As he has done in three recent trials, the attorney for convicted sex offender Nelson Bernard Clifford told jurors Wednesday that he had a "consensual encounter" with a woman who says he broke into her home and attacked her.
Baltimore prosecutors told jurors they were "confident" the panel would find Clifford guilty of attempted rape. Clifford, 35, has been acquitted of sexual assault in similar trials this summer and in 2011 during which the accusers testified and prosecutors had DNA evidence.
In the case that began Wednesday, Clifford, who served prison time for a 1997 sex offense, is accused of breaking into a third-floor apartment in West Baltimore and sexually assaulting a woman two years ago. When she screamed and resisted, prosecutors say, he fled with her driver's license and left behind a vodka bottle that carried his DNA and palm print.
Assistant State's Attorney Kurt Bjorkland told jurors that the victim "does not know Nelson Clifford and did not invite him into her home" and played her frantic 911 call.
Gregory Fischer, Clifford's defense attorney, offered a similar defense to those in previous cases where he represented Clifford.
"Her account does not quite ring right because she's not telling the truth," Fischer said.
Police and prosecutors refiled this month two sexual assault cases from 2007 that had been dropped a month after they were filed. Authorities say Clifford is tied through DNA evidence to those cases, in which women said a man broke into their homes in the middle of the night and attacked them.
The 28-year-old accuser in this week's case, a nursing professional who said she works three jobs and wore colorful scrubs on the witness stand, told jurors that she had the flu and was asleep on Dec. 3, 2011, when she awoke about 5:30 a.m. to find a man over her, holding an ice pick to her neck.
"At first I thought I was dreaming, but it was real," the woman testified. "I was crying and pleading, asking why was he doing this to me."

**AVAILABLE DATA**:
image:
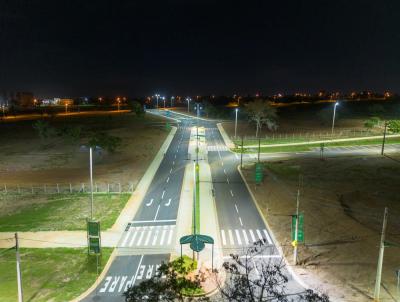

**YOUR TASKS**:
A) Reproduce the Clifford trial article word for word from "In the case" to "and palm print.".
B) Answer these questions from the Clifford trial article:
(i) How old is Clifford?
(ii) What object carrying Clifford's DNA and palm print was left behind in the apartment?
(iii) What did the accuser find the man holding to her neck?
C) For each statement, say whether it agrees with the Clifford trial article, answering yes or no and quoting the words that decide it:
(i) The accuser in this week's case is 28 years old.
(ii) The apartment Clifford is accused of breaking into was on the second floor.
(iii) The two 2007 sexual assault cases were dropped a year after they were filed.
The material above stands apart from the Clifford trial article.

**RESULTS IN ORDER**:
A)
In the case that began Wednesday, Clifford, who served prison time for a 1997 sex offense, is accused of breaking into a third-floor apartment in West Baltimore and sexually assaulting a woman two years ago. When she screamed and resisted, prosecutors say, he fled with her driver's license and left behind a vodka bottle that carried his DNA and palm print.

B)
(i) 35
(ii) A vodka bottle
(iii) An ice pick

C)
(i) Yes: "The 28-year-old accuser in this week's case"
(ii) No: "breaking into a third-floor apartment in West Baltimore"
(iii) No: "had been dropped a month after they were filed"